Could you copy every line below, requests included, adjusting each coordinate in the answers by -36 and leaving the numbers in the requests and their format samples unchanged?

● RAW DATA
----

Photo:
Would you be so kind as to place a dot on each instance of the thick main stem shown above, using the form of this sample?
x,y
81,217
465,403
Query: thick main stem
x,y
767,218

----

● FINISHED ANSWER
Photo:
Would you be so kind as to place a dot on each instance of the thick main stem shown above, using the form of this sample?
x,y
81,217
465,403
Query: thick main stem
x,y
731,182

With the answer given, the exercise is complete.